The second despatch, a year later, is devoted to the expression of thanks to Lord Clarendon, on account of the expedition of search under Mr. Young, of which an account has already been given; to an explanation of Ali Moosa’s story of the explorer’s death, and an earnest request that the money expended on him and his fellow-impostors might be regained.

The third document of the series, being also a letter to Lord Clarendon, presents an account of Dr. Livingstone’s explorations and views on the watershed of the Nile more _in extenso_ than anywhere else given. It is certainly one of the most interesting and valuable contributions to modern science. The readers of this volume cannot but feel that a large share of this interesting document may appropriately be quoted here.

“I have ascertained that the watershed of the Nile is a broad upland between ten degrees and twelve degrees south latitude, and from 4,000 to 5,000 feet above the level of the sea. Mountains stand on it at various points, which, though not apparently very high, are between 6,000 and 7,000 feet of actual altitude. The watershed is over 700 miles in length, from west to east. The springs that rise on it are almost innumerable--that is, it would take a large part of a man’s life to count them. A bird’s-eye view of some parts of the watershed would resemble the frost vegetation on window panes. They all begin in an ooze at the head of a slightly depressed valley. A few hundred yards down the quantity of water from oozing earthen sponge forms a brisk perennial burn or brook a few feet broad, and deep enough to require a bridge. These are the ultimate or primary sources of the great rivers that flow to the north in the great Nile valley. The primaries unite and form streams in general larger than the Isis at Oxford or Avon at Hamilton, and may be called secondary sources. They never dry, but unite again into four large lines of drainage, the head waters or mains of the river of Egypt. These four are each called by the natives Lualaba, which, if not too pedantic, may be spoken of as lacustrine rivers, extant specimens of those which, in pre-historic times, abounded in Africa, and which in the south are still called by Bechuanas ‘Melapo,’ in the north, by Arabs, ‘Wadys;’ both words meaning the same thing--river bed in which no water ever now flows. Two of the four great rivers mentioned fall into the central Lualaba, or Webb’s Lake River, and then we have but two main lines of drainage as depicted nearly by Ptolemy.

“In passing over sixty miles of latitude I waded thirty-two primary sources from calf to waist deep, and requiring from twenty minutes to an hour and a quarter to cross stream and sponge. This would give about one source to every two miles. A Suaheli friend in passing along part of the Lake Bangweolo during six days counted twenty-two from thigh to waist deep. This lake is on the watershed, for the village at which I observed on its northwest shore was a few seconds into eleven degrees south. I tried to cross it in order to measure the breadth accurately. The first stage to an inhabited island was about twenty-four miles. From the highest point here the tops of the trees, evidently lifted by the mirage, could be seen on the second stage and the third stage; the mainland was said to be as far as this beyond it. But my canoe men had stolen the canoe and got a hint that the real owners were in pursuit, and got into a flurry to return home.

-------

Directive 1
Answer from the Nile watershed excerpt:
(a) Between which degrees of south latitude does the watershed lie?
(b) How many primary sources were waded in passing over sixty miles of latitude?
(c) About how far was the first stage to an inhabited island on the lake?
Directive 2
Continue the Nile watershed excerpt with one paragraph in the same first-person voice, picking up after its last sentence.
The records after this are separate material and have no connection to the Nile watershed excerpt.

-------

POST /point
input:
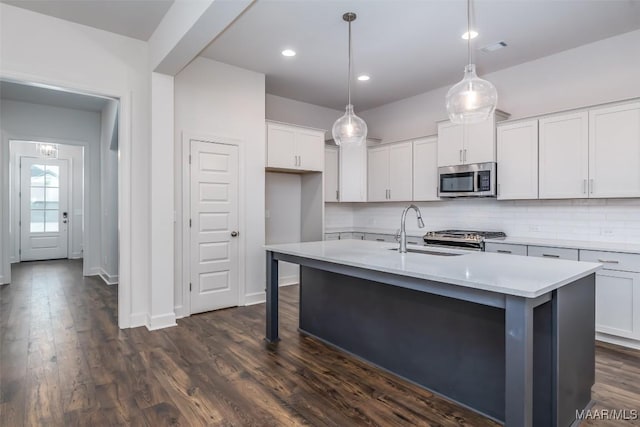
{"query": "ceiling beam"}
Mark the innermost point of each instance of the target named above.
(187, 28)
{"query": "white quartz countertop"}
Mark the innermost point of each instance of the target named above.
(516, 275)
(574, 244)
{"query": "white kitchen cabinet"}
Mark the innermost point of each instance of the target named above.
(425, 169)
(564, 156)
(353, 173)
(614, 151)
(331, 175)
(517, 147)
(466, 144)
(506, 248)
(294, 147)
(390, 172)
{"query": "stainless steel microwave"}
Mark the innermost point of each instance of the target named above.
(474, 180)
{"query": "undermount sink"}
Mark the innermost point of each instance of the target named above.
(428, 252)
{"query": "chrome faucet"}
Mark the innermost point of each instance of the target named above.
(403, 233)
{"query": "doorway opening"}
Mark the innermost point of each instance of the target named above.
(60, 149)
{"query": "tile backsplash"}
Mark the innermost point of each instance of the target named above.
(610, 220)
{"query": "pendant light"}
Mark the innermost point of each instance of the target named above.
(473, 99)
(349, 129)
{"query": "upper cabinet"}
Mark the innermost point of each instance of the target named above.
(331, 176)
(390, 172)
(592, 153)
(465, 144)
(614, 151)
(564, 156)
(294, 147)
(353, 173)
(517, 146)
(425, 169)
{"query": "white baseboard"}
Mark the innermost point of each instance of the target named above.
(624, 342)
(108, 279)
(138, 319)
(161, 321)
(255, 298)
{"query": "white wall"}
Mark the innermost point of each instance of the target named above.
(301, 113)
(595, 73)
(34, 122)
(215, 100)
(109, 192)
(284, 217)
(74, 156)
(43, 49)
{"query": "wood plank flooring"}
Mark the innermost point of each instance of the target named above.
(64, 362)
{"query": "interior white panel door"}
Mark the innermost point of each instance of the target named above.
(44, 188)
(425, 169)
(518, 161)
(564, 156)
(401, 171)
(378, 174)
(214, 226)
(614, 151)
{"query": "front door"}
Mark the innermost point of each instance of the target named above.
(214, 226)
(43, 209)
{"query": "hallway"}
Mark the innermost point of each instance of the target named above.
(63, 362)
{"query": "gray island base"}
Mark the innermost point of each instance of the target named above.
(520, 360)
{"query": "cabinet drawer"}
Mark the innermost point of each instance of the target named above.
(550, 252)
(613, 260)
(505, 248)
(380, 237)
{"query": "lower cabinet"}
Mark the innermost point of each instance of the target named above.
(618, 303)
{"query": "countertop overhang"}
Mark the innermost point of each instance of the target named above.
(528, 277)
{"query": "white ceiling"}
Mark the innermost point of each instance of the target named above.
(131, 18)
(407, 46)
(38, 94)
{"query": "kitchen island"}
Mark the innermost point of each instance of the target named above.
(510, 337)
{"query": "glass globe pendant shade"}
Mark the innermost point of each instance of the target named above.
(472, 100)
(349, 129)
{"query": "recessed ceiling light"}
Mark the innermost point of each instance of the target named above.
(473, 34)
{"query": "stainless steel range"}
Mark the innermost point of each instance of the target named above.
(464, 239)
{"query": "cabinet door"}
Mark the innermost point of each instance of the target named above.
(331, 174)
(425, 169)
(564, 158)
(281, 146)
(614, 151)
(518, 161)
(618, 303)
(378, 174)
(401, 171)
(353, 173)
(450, 137)
(309, 148)
(480, 142)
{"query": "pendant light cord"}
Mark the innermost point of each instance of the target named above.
(349, 76)
(469, 31)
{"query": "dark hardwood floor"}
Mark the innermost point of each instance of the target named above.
(64, 362)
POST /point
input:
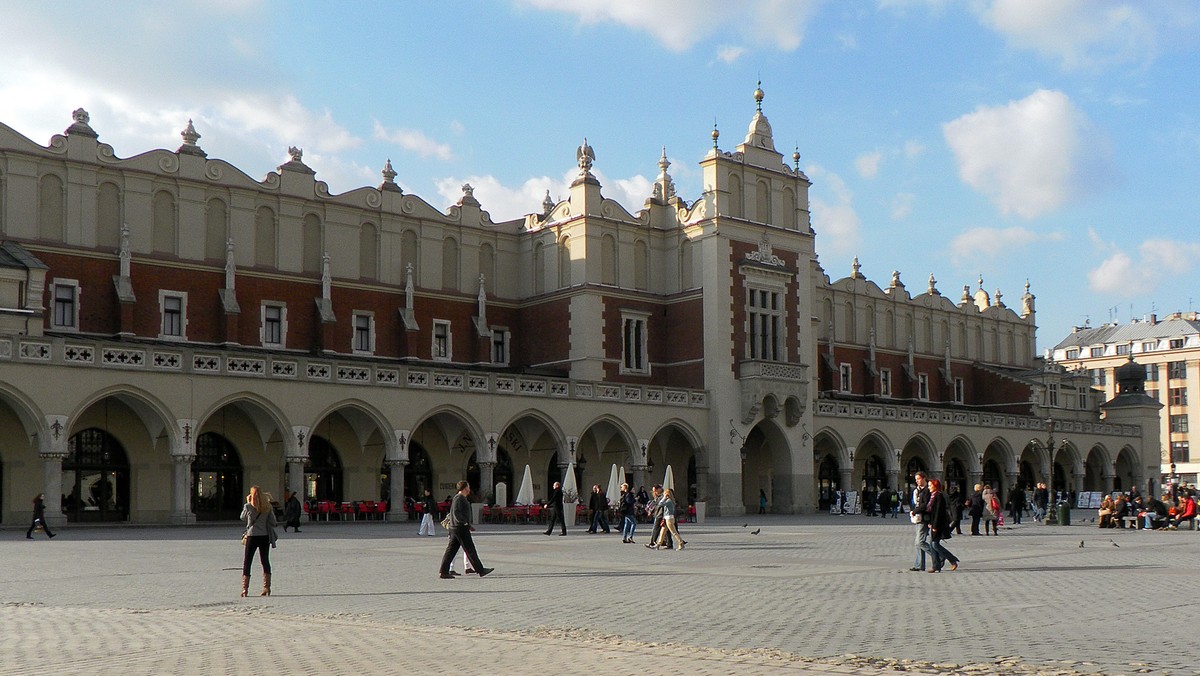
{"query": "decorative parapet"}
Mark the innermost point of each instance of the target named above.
(1036, 426)
(78, 353)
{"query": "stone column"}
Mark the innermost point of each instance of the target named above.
(396, 490)
(52, 449)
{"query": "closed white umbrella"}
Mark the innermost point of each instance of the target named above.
(613, 484)
(569, 486)
(525, 494)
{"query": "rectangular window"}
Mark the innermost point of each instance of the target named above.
(173, 306)
(66, 304)
(1180, 423)
(634, 344)
(1177, 370)
(274, 323)
(1179, 396)
(442, 347)
(1180, 452)
(364, 333)
(766, 317)
(499, 345)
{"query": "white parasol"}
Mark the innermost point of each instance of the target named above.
(525, 495)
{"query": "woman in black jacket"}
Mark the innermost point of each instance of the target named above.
(39, 515)
(939, 527)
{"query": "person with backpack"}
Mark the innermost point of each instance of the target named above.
(991, 510)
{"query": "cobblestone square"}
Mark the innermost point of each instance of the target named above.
(821, 594)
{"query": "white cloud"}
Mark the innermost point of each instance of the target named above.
(834, 217)
(903, 204)
(1030, 156)
(994, 243)
(730, 53)
(1158, 261)
(780, 23)
(868, 163)
(1083, 34)
(413, 141)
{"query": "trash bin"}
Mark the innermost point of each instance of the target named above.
(1063, 514)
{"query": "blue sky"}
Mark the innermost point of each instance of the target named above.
(1050, 141)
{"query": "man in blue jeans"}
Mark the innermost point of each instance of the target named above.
(921, 520)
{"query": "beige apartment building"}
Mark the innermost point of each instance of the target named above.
(1169, 350)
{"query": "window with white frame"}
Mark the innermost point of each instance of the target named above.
(274, 324)
(634, 344)
(173, 312)
(364, 333)
(442, 347)
(499, 345)
(66, 304)
(765, 310)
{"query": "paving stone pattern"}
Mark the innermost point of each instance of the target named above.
(809, 594)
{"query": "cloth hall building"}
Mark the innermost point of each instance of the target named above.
(173, 330)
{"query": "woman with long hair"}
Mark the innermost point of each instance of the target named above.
(39, 518)
(259, 537)
(669, 520)
(939, 520)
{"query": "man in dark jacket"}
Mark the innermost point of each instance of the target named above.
(555, 504)
(460, 534)
(599, 506)
(921, 521)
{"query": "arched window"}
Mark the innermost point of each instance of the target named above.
(409, 256)
(369, 251)
(312, 244)
(450, 263)
(95, 478)
(108, 216)
(264, 237)
(162, 229)
(501, 474)
(487, 265)
(51, 208)
(216, 479)
(419, 473)
(609, 259)
(216, 229)
(735, 196)
(641, 265)
(539, 268)
(564, 263)
(762, 202)
(323, 471)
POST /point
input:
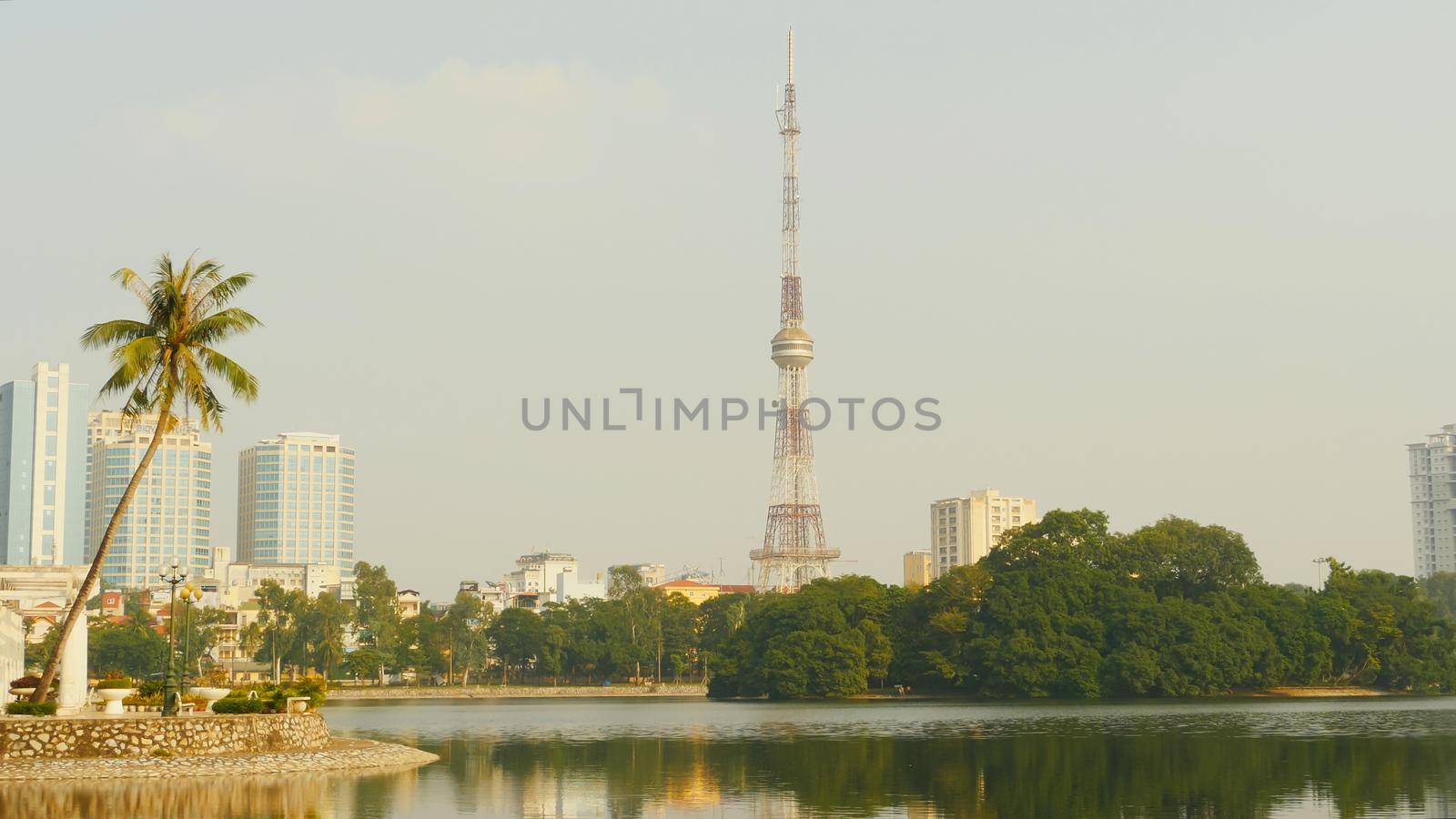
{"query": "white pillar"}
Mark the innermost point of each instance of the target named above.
(75, 675)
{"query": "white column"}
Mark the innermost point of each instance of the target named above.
(75, 675)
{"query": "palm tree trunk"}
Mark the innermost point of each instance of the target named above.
(89, 583)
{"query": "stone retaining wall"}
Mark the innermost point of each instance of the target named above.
(201, 734)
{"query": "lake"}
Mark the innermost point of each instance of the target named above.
(642, 756)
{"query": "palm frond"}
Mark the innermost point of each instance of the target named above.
(114, 331)
(220, 327)
(242, 382)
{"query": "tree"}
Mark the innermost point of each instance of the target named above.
(379, 620)
(324, 624)
(280, 614)
(470, 617)
(164, 363)
(127, 647)
(517, 637)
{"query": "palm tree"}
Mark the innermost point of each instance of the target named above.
(162, 366)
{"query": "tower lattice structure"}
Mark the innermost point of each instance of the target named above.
(794, 550)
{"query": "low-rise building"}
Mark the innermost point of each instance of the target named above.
(695, 592)
(408, 603)
(965, 530)
(570, 586)
(917, 570)
(536, 573)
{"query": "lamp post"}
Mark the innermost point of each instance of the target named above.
(169, 683)
(189, 595)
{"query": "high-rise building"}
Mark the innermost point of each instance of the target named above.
(965, 530)
(43, 468)
(1433, 501)
(917, 570)
(296, 501)
(171, 516)
(794, 548)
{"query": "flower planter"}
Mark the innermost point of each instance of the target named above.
(210, 694)
(114, 697)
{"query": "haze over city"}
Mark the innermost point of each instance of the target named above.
(1149, 259)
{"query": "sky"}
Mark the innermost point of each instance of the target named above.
(1150, 258)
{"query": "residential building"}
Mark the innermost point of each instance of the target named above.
(113, 603)
(40, 593)
(1433, 501)
(494, 595)
(12, 649)
(570, 586)
(171, 516)
(296, 501)
(652, 573)
(43, 468)
(965, 530)
(408, 603)
(917, 570)
(536, 573)
(696, 593)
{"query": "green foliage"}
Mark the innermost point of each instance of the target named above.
(164, 361)
(127, 647)
(1067, 608)
(31, 709)
(822, 642)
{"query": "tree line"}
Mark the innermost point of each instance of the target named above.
(1060, 608)
(1067, 608)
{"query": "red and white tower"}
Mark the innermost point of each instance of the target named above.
(794, 550)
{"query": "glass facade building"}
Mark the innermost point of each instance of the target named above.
(296, 501)
(171, 516)
(43, 468)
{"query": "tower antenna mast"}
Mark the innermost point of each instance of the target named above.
(794, 548)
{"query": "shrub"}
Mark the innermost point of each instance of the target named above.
(216, 676)
(31, 709)
(238, 705)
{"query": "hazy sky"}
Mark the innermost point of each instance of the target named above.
(1150, 257)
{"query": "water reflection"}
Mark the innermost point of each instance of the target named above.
(632, 758)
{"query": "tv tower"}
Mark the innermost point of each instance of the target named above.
(794, 550)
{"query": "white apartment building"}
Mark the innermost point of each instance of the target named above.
(43, 468)
(296, 501)
(169, 519)
(242, 579)
(965, 530)
(570, 586)
(652, 573)
(536, 573)
(1433, 501)
(919, 570)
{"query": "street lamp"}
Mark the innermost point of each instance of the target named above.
(169, 683)
(189, 595)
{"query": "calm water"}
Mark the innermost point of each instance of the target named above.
(698, 758)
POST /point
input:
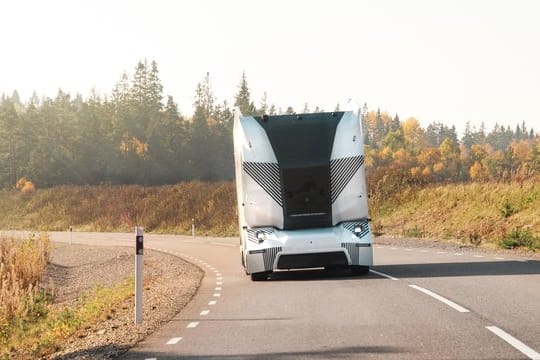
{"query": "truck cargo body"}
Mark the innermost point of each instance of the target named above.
(301, 191)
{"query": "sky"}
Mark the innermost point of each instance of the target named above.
(437, 61)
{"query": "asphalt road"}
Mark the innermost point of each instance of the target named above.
(418, 304)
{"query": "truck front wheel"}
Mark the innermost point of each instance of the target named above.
(359, 270)
(262, 276)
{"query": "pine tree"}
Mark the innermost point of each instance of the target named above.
(242, 98)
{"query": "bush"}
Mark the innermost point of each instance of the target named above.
(507, 209)
(520, 238)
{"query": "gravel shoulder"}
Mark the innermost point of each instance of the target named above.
(169, 284)
(449, 245)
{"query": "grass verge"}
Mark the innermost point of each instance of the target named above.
(34, 337)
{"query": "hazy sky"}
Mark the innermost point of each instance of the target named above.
(447, 61)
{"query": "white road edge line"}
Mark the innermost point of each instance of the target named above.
(530, 353)
(223, 244)
(440, 298)
(174, 341)
(383, 275)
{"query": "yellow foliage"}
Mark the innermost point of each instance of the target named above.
(133, 144)
(429, 156)
(416, 171)
(386, 153)
(478, 172)
(438, 167)
(400, 157)
(25, 185)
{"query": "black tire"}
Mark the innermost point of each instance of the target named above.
(359, 270)
(262, 276)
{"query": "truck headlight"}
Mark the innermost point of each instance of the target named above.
(260, 236)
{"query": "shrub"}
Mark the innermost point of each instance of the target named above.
(520, 238)
(507, 209)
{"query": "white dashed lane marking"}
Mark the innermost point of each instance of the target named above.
(383, 275)
(174, 341)
(527, 351)
(440, 298)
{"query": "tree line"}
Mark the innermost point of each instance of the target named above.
(136, 135)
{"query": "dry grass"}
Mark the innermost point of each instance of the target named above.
(22, 263)
(471, 213)
(118, 208)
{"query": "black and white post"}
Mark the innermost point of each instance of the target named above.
(139, 250)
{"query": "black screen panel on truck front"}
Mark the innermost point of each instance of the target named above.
(303, 146)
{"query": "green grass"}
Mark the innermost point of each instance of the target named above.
(35, 337)
(473, 213)
(476, 213)
(161, 209)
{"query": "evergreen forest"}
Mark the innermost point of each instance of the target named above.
(137, 135)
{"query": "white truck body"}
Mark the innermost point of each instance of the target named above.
(301, 191)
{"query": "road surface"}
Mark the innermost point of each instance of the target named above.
(417, 303)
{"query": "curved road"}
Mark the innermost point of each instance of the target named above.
(417, 304)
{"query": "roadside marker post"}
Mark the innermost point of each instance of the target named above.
(139, 250)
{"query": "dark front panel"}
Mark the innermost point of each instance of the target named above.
(307, 197)
(303, 146)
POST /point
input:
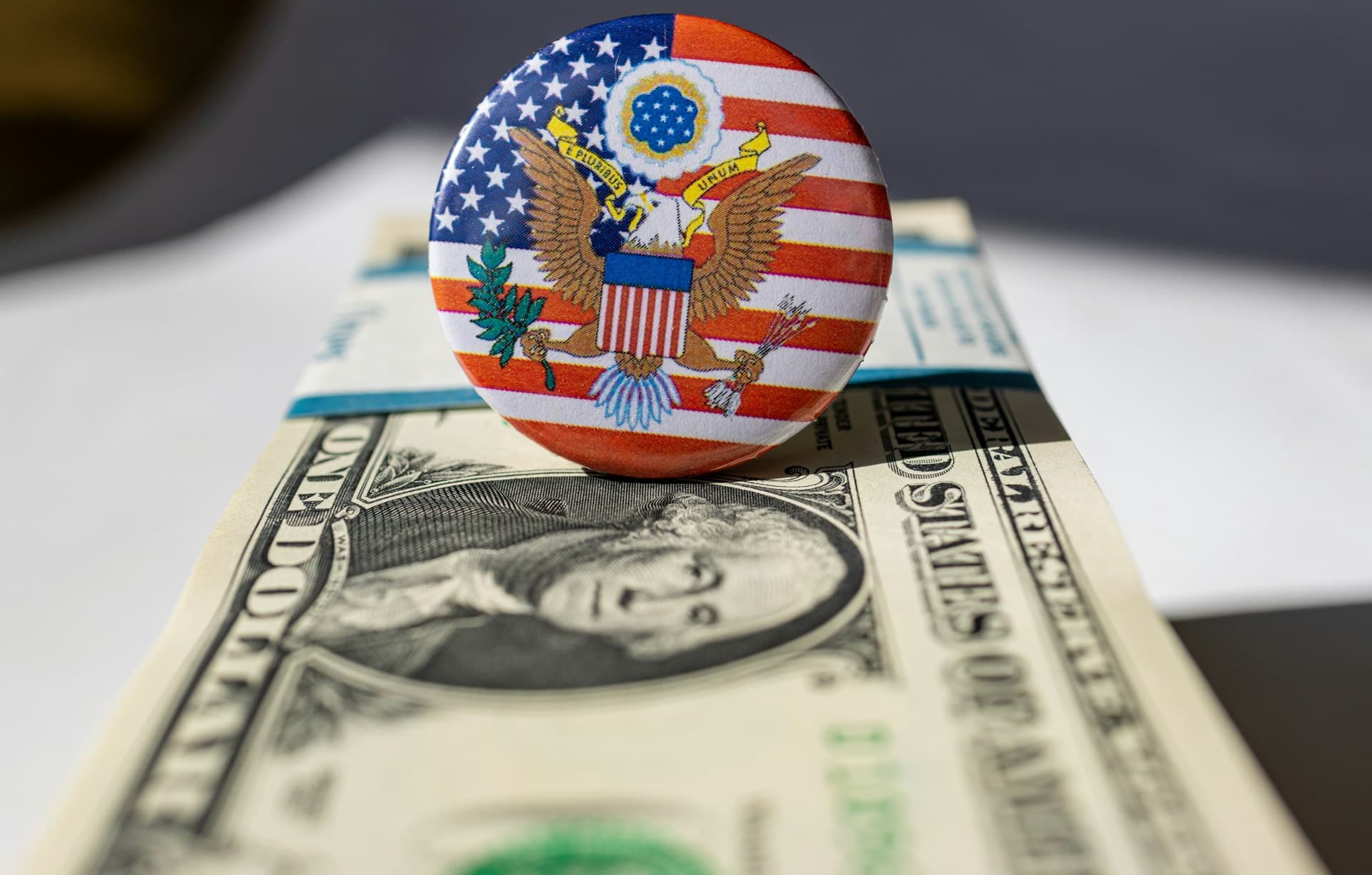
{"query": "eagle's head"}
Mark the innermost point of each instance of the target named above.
(663, 224)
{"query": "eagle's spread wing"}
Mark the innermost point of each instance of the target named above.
(747, 229)
(560, 219)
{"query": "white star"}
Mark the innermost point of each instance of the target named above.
(581, 66)
(575, 113)
(445, 219)
(497, 177)
(607, 46)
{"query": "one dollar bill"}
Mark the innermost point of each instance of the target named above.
(908, 641)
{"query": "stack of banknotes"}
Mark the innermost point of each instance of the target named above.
(910, 639)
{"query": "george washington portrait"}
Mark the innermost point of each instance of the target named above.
(547, 583)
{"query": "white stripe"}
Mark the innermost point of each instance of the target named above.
(644, 307)
(674, 347)
(547, 407)
(844, 301)
(653, 345)
(820, 228)
(602, 317)
(807, 370)
(760, 83)
(839, 161)
(635, 294)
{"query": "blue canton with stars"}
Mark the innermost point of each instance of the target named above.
(483, 188)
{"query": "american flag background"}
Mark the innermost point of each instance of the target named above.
(836, 231)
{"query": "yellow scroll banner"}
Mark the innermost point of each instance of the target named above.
(745, 162)
(602, 168)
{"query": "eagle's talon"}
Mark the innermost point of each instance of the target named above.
(534, 342)
(748, 368)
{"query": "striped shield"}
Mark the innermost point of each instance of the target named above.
(645, 305)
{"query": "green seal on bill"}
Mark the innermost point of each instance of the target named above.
(589, 848)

-------

Final answer 1
(a) Between ten degrees and twelve degrees south latitude.
(b) Thirty-two.
(c) About twenty-four miles.

Final answer 2
“The length of this lake is, at a very moderate estimate, 150 miles. It gives forth a large body of water in the Luapula; yet lakes are in no sense sources for no large river begins in a lake; but this and others serve an important purpose in the phenomena of the Nile. It is one large lake, and, unlike the Okara, which, according to Suaheli, who travelled long in our company, is three or four lakes run into one huge Victoria Nianza, gives out a large river which, on departing out of Moero, is still larger. These men had spent many years east of Okara, and could scarcely be mistaken in saying that of the three or four lakes there only one (the Okara) gives off its waters to the north. The ‘White Nile’ of Speke, less by a full half than the Shire out of Nyassa (for it is only eighty or ninety yards broad), can scarcely be named in comparison with the central or Webb’s Lualaba, of from two thousand to six thousand yards, in relation to the phenomena of the Nile. The structure and economy of the watershed answer very much the same end as the great lacustrine rivers, but I cannot at present copy a lost despatch which explained that. The mountains on the watershed are probably what Ptolemy, for reasons now unknown, called the Mountains of the Moon. From their bases I found that the springs of the Nile do unquestionably arise. This is just what Ptolemy put down, and is true geography. We must accept the fountains, and nobody but Philistines will reject the mountains, though we cannot conjecture the reason for the name.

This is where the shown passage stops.